Assignment: For the records that follow, work out how many lines include "ordered" and give only that count.

--- Records for processing Enclosed Below ---

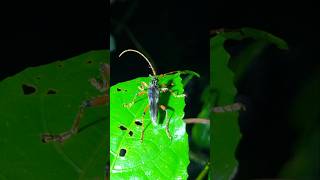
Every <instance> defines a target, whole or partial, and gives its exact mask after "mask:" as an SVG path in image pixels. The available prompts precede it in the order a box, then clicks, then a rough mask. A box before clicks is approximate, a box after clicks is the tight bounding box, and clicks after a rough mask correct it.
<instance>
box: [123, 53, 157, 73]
mask: <svg viewBox="0 0 320 180" xmlns="http://www.w3.org/2000/svg"><path fill="white" fill-rule="evenodd" d="M126 52H135V53H137V54H139V55H141V56H142V57H143V58H144V59H145V60H146V61H147V62H148V64H149V67H150V69H151V70H152V73H153V75H154V76H156V75H157V74H156V71H155V69H154V68H153V66H152V64H151V62H150V61H149V59H148V58H147V57H146V56H145V55H144V54H142V53H141V52H139V51H137V50H134V49H126V50H124V51H122V52H121V53H120V54H119V58H120V57H121V56H122V55H123V54H124V53H126Z"/></svg>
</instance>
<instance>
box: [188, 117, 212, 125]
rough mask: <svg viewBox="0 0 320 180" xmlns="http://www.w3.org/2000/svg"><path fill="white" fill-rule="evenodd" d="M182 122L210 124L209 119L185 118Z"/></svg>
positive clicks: (201, 118) (201, 123)
mask: <svg viewBox="0 0 320 180" xmlns="http://www.w3.org/2000/svg"><path fill="white" fill-rule="evenodd" d="M184 122H185V123H187V124H210V120H209V119H203V118H187V119H184Z"/></svg>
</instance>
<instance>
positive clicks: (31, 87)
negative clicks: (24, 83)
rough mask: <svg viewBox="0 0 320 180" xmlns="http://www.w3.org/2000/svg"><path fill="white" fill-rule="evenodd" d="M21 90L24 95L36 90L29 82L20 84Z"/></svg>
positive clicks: (35, 88)
mask: <svg viewBox="0 0 320 180" xmlns="http://www.w3.org/2000/svg"><path fill="white" fill-rule="evenodd" d="M22 91H23V94H24V95H30V94H33V93H34V92H36V88H35V87H33V86H32V85H29V84H22Z"/></svg>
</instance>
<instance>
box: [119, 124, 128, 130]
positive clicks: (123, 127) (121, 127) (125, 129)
mask: <svg viewBox="0 0 320 180" xmlns="http://www.w3.org/2000/svg"><path fill="white" fill-rule="evenodd" d="M119 128H120V129H121V130H123V131H125V130H127V128H126V127H124V126H122V125H121V126H120V127H119Z"/></svg>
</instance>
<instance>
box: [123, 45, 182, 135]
mask: <svg viewBox="0 0 320 180" xmlns="http://www.w3.org/2000/svg"><path fill="white" fill-rule="evenodd" d="M127 52H134V53H137V54H139V55H141V56H142V57H143V59H144V60H146V61H147V63H148V64H149V67H150V69H151V70H152V75H149V76H150V78H151V81H150V84H149V85H148V84H147V83H145V82H141V86H139V87H138V88H139V90H140V92H139V93H137V94H136V95H135V96H134V98H133V100H132V101H131V102H130V103H128V104H125V105H124V106H125V107H126V108H130V107H131V106H132V105H133V104H134V103H135V101H136V98H137V97H138V96H141V95H144V94H146V93H147V95H148V102H149V103H148V105H147V106H146V107H145V109H144V112H143V115H142V118H141V119H142V132H141V141H143V138H144V131H145V129H144V116H145V114H146V112H147V110H148V109H149V112H150V117H151V121H152V124H153V125H154V126H156V125H157V117H158V108H159V107H160V109H162V110H163V111H165V113H166V115H165V119H166V120H167V122H166V134H167V136H168V138H169V139H172V137H171V134H170V131H169V120H168V119H167V114H168V113H167V107H166V106H164V105H159V97H160V93H164V92H170V93H171V94H172V95H173V96H174V97H185V94H180V95H178V94H176V93H174V92H173V91H172V90H171V89H168V88H167V87H164V85H163V86H162V87H159V80H158V77H157V73H156V70H155V68H154V67H153V65H152V64H151V62H150V61H149V60H148V58H147V57H146V56H145V55H144V54H142V53H141V52H139V51H137V50H134V49H127V50H124V51H122V52H121V53H120V54H119V58H120V57H121V56H122V55H123V54H125V53H127ZM175 72H176V71H175ZM175 72H170V73H166V74H172V73H175ZM166 74H162V75H166ZM145 88H147V91H146V90H145Z"/></svg>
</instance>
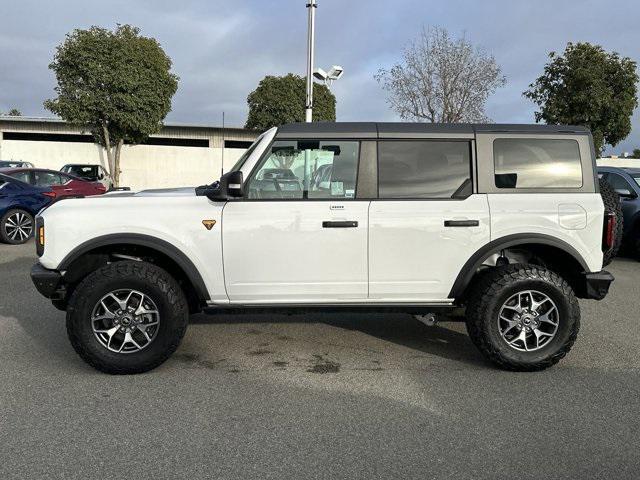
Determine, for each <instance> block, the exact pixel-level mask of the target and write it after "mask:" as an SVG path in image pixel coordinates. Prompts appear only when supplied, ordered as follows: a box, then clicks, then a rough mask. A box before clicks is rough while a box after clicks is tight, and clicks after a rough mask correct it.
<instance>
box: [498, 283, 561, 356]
mask: <svg viewBox="0 0 640 480" xmlns="http://www.w3.org/2000/svg"><path fill="white" fill-rule="evenodd" d="M559 324H560V315H559V312H558V307H557V306H556V304H555V303H554V302H553V300H551V298H549V296H548V295H546V294H544V293H542V292H538V291H536V290H525V291H521V292H518V293H516V294H515V295H512V296H511V297H509V298H508V299H507V301H506V302H504V304H503V305H502V308H501V309H500V313H499V315H498V331H499V332H500V336H501V337H502V339H503V340H504V341H505V342H506V343H507V345H509V347H511V348H514V349H515V350H519V351H523V352H532V351H535V350H539V349H541V348H544V347H545V346H546V345H548V344H549V342H551V340H553V338H554V337H555V336H556V333H557V332H558V325H559Z"/></svg>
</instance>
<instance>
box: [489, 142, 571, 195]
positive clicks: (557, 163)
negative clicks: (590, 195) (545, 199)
mask: <svg viewBox="0 0 640 480" xmlns="http://www.w3.org/2000/svg"><path fill="white" fill-rule="evenodd" d="M493 160H494V165H495V181H496V187H498V188H580V187H581V186H582V164H581V163H580V149H579V147H578V142H576V141H575V140H554V139H552V140H544V139H526V138H499V139H496V140H494V142H493Z"/></svg>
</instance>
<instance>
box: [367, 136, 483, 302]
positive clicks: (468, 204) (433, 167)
mask: <svg viewBox="0 0 640 480" xmlns="http://www.w3.org/2000/svg"><path fill="white" fill-rule="evenodd" d="M472 147H473V142H472V140H471V139H470V138H468V139H466V138H463V139H454V140H437V139H433V140H430V139H416V140H381V141H380V142H378V184H379V191H378V197H379V198H378V199H377V200H375V201H373V202H372V203H371V207H370V210H369V225H370V232H369V298H370V299H371V300H372V301H376V302H407V303H431V302H446V301H447V299H448V298H449V293H450V290H451V288H452V286H453V283H454V282H455V279H456V277H457V275H458V273H459V272H460V270H461V269H462V267H463V265H464V263H465V262H466V261H467V259H468V258H469V257H471V255H472V254H473V253H475V252H476V251H477V250H478V249H479V248H481V247H482V246H484V245H485V244H486V243H488V241H489V237H490V219H489V208H488V204H487V198H486V195H478V194H474V193H473V192H474V182H473V168H472V165H473V148H472Z"/></svg>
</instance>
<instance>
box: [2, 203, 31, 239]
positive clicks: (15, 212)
mask: <svg viewBox="0 0 640 480" xmlns="http://www.w3.org/2000/svg"><path fill="white" fill-rule="evenodd" d="M32 235H33V216H32V215H31V214H30V213H29V212H27V211H26V210H22V209H19V208H15V209H12V210H9V211H8V212H7V213H5V214H4V215H3V216H2V219H0V240H2V241H3V242H4V243H10V244H12V245H19V244H21V243H25V242H26V241H27V240H29V239H30V238H31V236H32Z"/></svg>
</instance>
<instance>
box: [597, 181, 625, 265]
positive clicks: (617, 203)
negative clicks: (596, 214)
mask: <svg viewBox="0 0 640 480" xmlns="http://www.w3.org/2000/svg"><path fill="white" fill-rule="evenodd" d="M600 195H601V196H602V202H603V203H604V212H605V214H607V213H612V214H613V215H614V216H615V218H616V224H615V230H614V233H613V245H612V247H611V248H610V249H609V250H607V251H606V252H604V256H603V259H602V264H603V266H607V265H609V264H610V263H611V262H612V261H613V259H614V258H615V257H616V255H618V251H619V250H620V244H621V243H622V231H623V227H624V220H623V217H622V208H621V207H620V196H619V195H618V194H617V193H616V192H615V190H614V189H613V188H612V187H611V185H609V183H608V182H607V181H606V180H605V179H604V178H601V179H600Z"/></svg>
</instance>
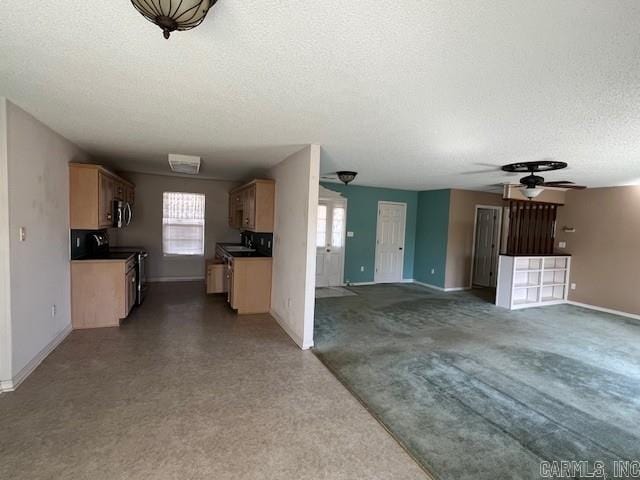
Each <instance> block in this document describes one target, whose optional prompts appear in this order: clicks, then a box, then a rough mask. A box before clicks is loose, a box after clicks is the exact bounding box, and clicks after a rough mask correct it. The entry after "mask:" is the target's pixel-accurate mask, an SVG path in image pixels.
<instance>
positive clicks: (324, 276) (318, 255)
mask: <svg viewBox="0 0 640 480" xmlns="http://www.w3.org/2000/svg"><path fill="white" fill-rule="evenodd" d="M346 220H347V204H346V202H345V201H344V200H337V199H336V200H320V201H319V203H318V229H317V235H316V248H317V254H316V287H336V286H339V285H342V284H343V278H342V277H343V270H344V241H345V227H346Z"/></svg>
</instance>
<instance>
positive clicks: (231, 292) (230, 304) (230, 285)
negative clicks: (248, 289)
mask: <svg viewBox="0 0 640 480" xmlns="http://www.w3.org/2000/svg"><path fill="white" fill-rule="evenodd" d="M227 286H228V291H227V302H229V305H231V308H235V307H234V305H235V303H236V301H235V298H234V294H235V287H234V285H233V262H231V263H229V264H228V265H227Z"/></svg>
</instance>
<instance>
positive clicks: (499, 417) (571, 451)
mask: <svg viewBox="0 0 640 480" xmlns="http://www.w3.org/2000/svg"><path fill="white" fill-rule="evenodd" d="M350 289H351V290H352V291H353V292H355V293H357V294H358V295H357V296H352V297H343V298H328V299H317V300H316V320H315V322H316V323H315V325H316V326H315V345H316V346H315V348H314V352H315V353H316V355H318V357H319V358H320V359H321V360H322V361H323V362H324V363H325V364H326V365H327V366H328V367H329V368H330V369H331V370H332V371H333V372H334V373H335V375H336V376H337V377H338V378H339V379H340V380H341V381H342V382H343V383H344V384H345V385H346V386H347V387H348V388H349V389H350V390H351V391H352V392H353V393H354V394H355V395H356V396H357V397H359V399H360V400H361V401H362V402H363V403H364V404H365V405H366V406H367V408H368V409H369V410H370V411H371V412H372V413H373V414H374V415H375V416H376V417H377V418H378V419H379V420H380V421H381V422H382V423H384V424H385V425H386V427H387V428H388V429H389V431H391V432H392V433H393V434H394V435H395V437H396V438H397V439H398V441H400V442H401V443H402V444H403V445H404V446H405V447H406V448H407V449H408V451H409V452H410V453H411V454H412V455H413V456H414V458H415V459H416V460H417V461H418V462H419V463H421V464H422V465H423V466H424V468H425V469H426V470H427V471H429V472H430V473H431V474H432V475H434V476H435V477H436V478H439V479H444V480H448V479H452V480H453V479H455V480H465V479H469V480H470V479H474V480H479V479H487V480H489V479H490V480H497V479H500V480H502V479H538V478H541V477H540V462H541V461H564V460H568V461H589V462H591V463H590V464H589V468H592V465H593V463H592V462H595V461H602V462H604V463H605V464H606V468H607V469H608V472H609V475H610V477H609V478H611V477H612V474H613V462H614V461H617V460H622V461H625V460H627V461H634V460H635V461H638V460H640V430H639V427H640V322H637V321H635V320H631V319H628V318H625V317H619V316H615V315H610V314H606V313H600V312H596V311H592V310H587V309H584V308H579V307H574V306H570V305H558V306H550V307H544V308H534V309H528V310H520V311H516V312H509V311H507V310H503V309H500V308H497V307H495V306H494V305H493V304H492V303H490V301H489V299H488V298H486V295H487V294H486V293H483V291H476V290H474V291H471V292H460V293H440V292H437V291H435V290H431V289H427V288H424V287H421V286H417V285H411V284H398V285H373V286H363V287H350ZM483 297H485V298H483ZM575 478H586V477H584V476H581V475H577V476H576V477H575Z"/></svg>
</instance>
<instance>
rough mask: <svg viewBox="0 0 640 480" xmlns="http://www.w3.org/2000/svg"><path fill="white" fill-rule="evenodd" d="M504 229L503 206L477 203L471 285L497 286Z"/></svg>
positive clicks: (475, 211)
mask: <svg viewBox="0 0 640 480" xmlns="http://www.w3.org/2000/svg"><path fill="white" fill-rule="evenodd" d="M501 231H502V207H495V206H486V205H476V211H475V224H474V230H473V253H472V256H471V285H472V286H476V287H490V288H495V287H496V284H497V277H498V257H499V255H500V239H501Z"/></svg>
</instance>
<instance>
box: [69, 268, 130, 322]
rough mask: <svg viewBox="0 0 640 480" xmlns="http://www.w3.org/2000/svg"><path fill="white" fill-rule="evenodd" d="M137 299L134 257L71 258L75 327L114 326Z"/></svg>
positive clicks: (71, 298) (72, 289) (71, 269)
mask: <svg viewBox="0 0 640 480" xmlns="http://www.w3.org/2000/svg"><path fill="white" fill-rule="evenodd" d="M135 303H136V269H135V258H134V257H133V256H132V257H131V258H130V259H128V260H74V261H72V262H71V323H72V325H73V328H74V329H82V328H102V327H117V326H119V325H120V321H121V320H122V319H123V318H126V317H127V316H129V312H130V311H131V309H132V308H133V306H134V305H135Z"/></svg>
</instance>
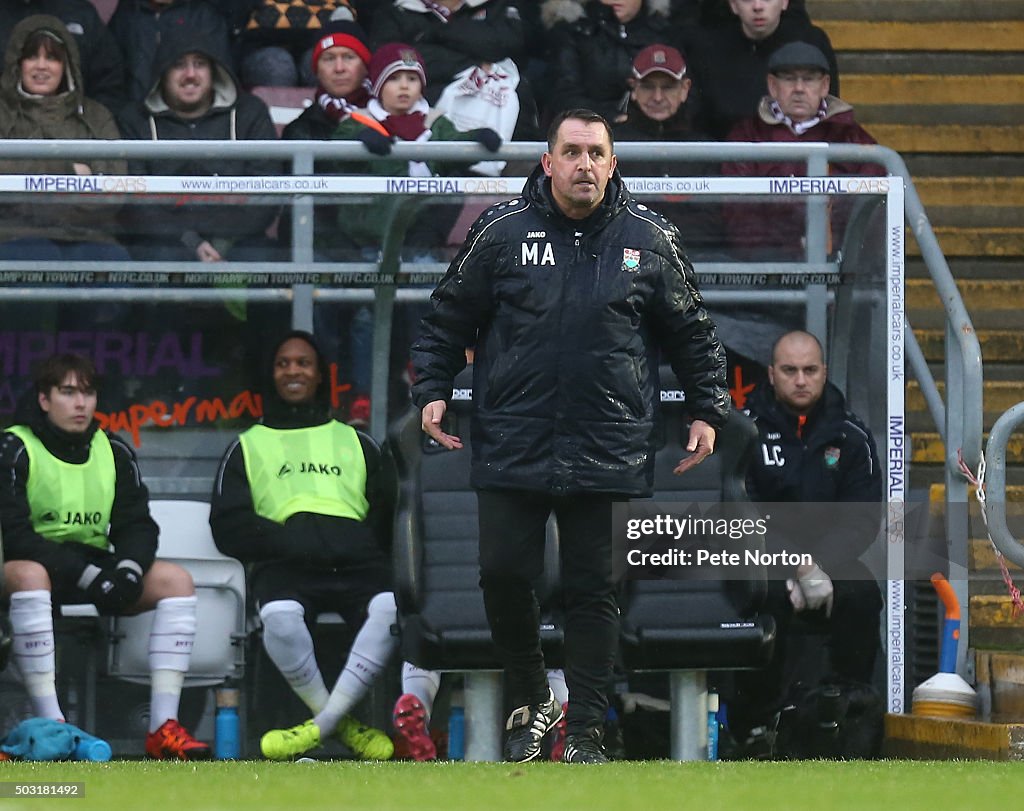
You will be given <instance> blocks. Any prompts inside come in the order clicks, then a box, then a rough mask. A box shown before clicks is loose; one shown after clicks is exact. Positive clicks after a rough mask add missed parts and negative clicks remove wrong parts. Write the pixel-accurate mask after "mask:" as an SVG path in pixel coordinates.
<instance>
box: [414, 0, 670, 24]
mask: <svg viewBox="0 0 1024 811" xmlns="http://www.w3.org/2000/svg"><path fill="white" fill-rule="evenodd" d="M416 1H417V2H419V0H416ZM588 5H591V6H595V7H596V6H599V5H601V3H600V0H589V2H588V0H544V2H543V3H542V4H541V22H542V23H543V24H544V27H545V28H547V29H550V28H553V27H554V26H556V25H558V24H559V23H568V24H572V23H575V22H577V20H578V19H582V18H583V17H584V16H586V14H587V8H586V7H587V6H588ZM671 6H672V0H644V4H643V10H645V11H646V12H647V13H648V14H658V15H660V16H665V17H668V16H669V14H670V12H671V10H672V8H671ZM599 10H600V11H604V10H607V12H608V13H609V14H610V13H611V12H610V9H599Z"/></svg>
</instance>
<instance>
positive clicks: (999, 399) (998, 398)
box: [903, 380, 1024, 425]
mask: <svg viewBox="0 0 1024 811" xmlns="http://www.w3.org/2000/svg"><path fill="white" fill-rule="evenodd" d="M984 385H985V392H984V395H983V397H982V401H983V403H984V405H983V408H984V409H985V415H986V417H985V424H986V425H991V424H992V421H990V420H989V419H988V416H989V415H994V416H995V417H998V416H999V415H1001V414H1004V413H1005V412H1006V411H1007V410H1008V409H1012V408H1013V407H1014V405H1016V404H1017V403H1018V402H1024V381H1020V380H986V381H985V384H984ZM938 389H939V394H940V395H942V396H945V392H946V384H945V383H944V382H943V381H942V380H939V381H938ZM903 404H904V408H905V409H906V412H907V414H910V413H914V412H925V411H927V408H928V407H927V405H926V404H925V397H924V395H923V394H922V393H921V384H920V383H918V381H916V380H911V381H910V382H909V383H907V386H906V394H905V397H904V400H903Z"/></svg>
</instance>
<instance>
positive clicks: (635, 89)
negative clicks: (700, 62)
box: [633, 72, 690, 121]
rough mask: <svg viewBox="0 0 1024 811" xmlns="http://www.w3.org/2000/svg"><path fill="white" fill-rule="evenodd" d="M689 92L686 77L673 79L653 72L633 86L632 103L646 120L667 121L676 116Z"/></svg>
mask: <svg viewBox="0 0 1024 811" xmlns="http://www.w3.org/2000/svg"><path fill="white" fill-rule="evenodd" d="M689 92H690V80H689V79H687V78H686V77H683V78H682V79H673V78H672V77H671V76H669V75H668V74H666V73H660V72H655V73H652V74H649V75H647V76H645V77H644V78H643V79H640V80H638V81H637V83H636V84H635V85H634V86H633V102H634V103H635V104H636V105H637V106H638V108H640V112H641V113H643V114H644V115H645V116H646V117H647V118H649V119H653V120H654V121H667V120H669V119H670V118H672V117H673V116H675V115H676V113H677V112H678V111H679V108H680V106H682V104H683V102H684V101H685V100H686V96H687V95H689Z"/></svg>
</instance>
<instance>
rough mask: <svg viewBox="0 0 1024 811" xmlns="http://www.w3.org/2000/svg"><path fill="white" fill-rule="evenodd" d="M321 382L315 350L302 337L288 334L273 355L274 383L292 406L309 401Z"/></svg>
mask: <svg viewBox="0 0 1024 811" xmlns="http://www.w3.org/2000/svg"><path fill="white" fill-rule="evenodd" d="M321 382H322V379H321V373H319V365H318V364H317V362H316V352H315V351H314V350H313V348H312V347H311V346H310V345H309V344H307V343H306V342H305V341H303V340H302V339H301V338H289V339H288V340H287V341H285V343H283V344H282V345H281V348H280V349H278V354H275V355H274V356H273V387H274V389H276V391H278V396H279V397H281V398H282V399H283V400H284V401H285V402H287V403H288V404H290V405H300V404H302V403H304V402H310V401H311V400H312V398H313V397H315V396H316V389H318V388H319V384H321Z"/></svg>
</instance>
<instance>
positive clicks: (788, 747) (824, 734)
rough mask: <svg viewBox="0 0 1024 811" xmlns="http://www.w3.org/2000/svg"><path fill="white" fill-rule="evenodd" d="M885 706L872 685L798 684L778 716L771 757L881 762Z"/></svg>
mask: <svg viewBox="0 0 1024 811" xmlns="http://www.w3.org/2000/svg"><path fill="white" fill-rule="evenodd" d="M884 715H885V703H884V701H883V699H882V696H881V695H880V694H879V691H878V690H876V689H874V688H873V687H872V686H871V685H869V684H865V683H863V682H855V681H849V680H844V681H822V682H821V683H820V684H819V685H818V686H816V687H808V685H805V684H800V683H797V684H795V685H794V686H793V688H792V690H791V693H790V699H788V700H787V701H785V702H784V703H783V706H782V709H781V710H780V711H779V715H778V726H777V727H776V735H775V745H774V753H773V755H774V757H775V758H778V759H783V760H784V759H790V760H805V759H827V760H852V759H869V758H877V757H879V755H880V753H881V751H882V737H883V731H884V729H883V728H884Z"/></svg>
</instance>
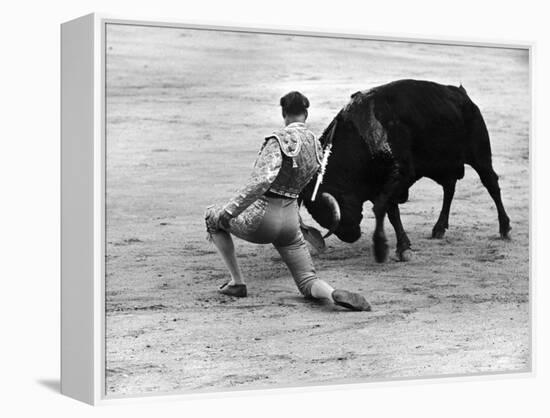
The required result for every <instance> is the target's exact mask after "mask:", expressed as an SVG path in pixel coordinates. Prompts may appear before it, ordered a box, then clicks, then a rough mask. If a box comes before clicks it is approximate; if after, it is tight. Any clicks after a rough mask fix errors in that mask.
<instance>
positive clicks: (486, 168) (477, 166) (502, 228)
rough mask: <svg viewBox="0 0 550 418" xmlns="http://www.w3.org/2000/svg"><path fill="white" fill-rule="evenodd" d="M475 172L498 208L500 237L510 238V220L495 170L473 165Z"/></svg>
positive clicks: (489, 166)
mask: <svg viewBox="0 0 550 418" xmlns="http://www.w3.org/2000/svg"><path fill="white" fill-rule="evenodd" d="M472 167H473V168H474V170H476V171H477V174H479V178H480V179H481V183H482V184H483V185H484V186H485V188H486V189H487V191H488V192H489V194H490V195H491V197H492V199H493V201H494V202H495V205H496V207H497V213H498V223H499V230H500V236H501V237H502V238H505V239H509V238H510V231H511V229H512V228H511V227H510V218H509V217H508V215H507V214H506V211H505V210H504V205H503V204H502V198H501V196H500V186H499V184H498V175H497V174H496V173H495V171H494V170H493V167H492V166H491V165H476V164H474V165H472Z"/></svg>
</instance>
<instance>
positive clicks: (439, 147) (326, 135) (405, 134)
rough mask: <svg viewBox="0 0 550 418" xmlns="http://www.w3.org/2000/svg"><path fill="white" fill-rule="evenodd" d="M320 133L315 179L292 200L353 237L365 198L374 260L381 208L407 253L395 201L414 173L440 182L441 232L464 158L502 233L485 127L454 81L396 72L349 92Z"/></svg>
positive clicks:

--- End of Enclosed Records for processing ---

Reply: 2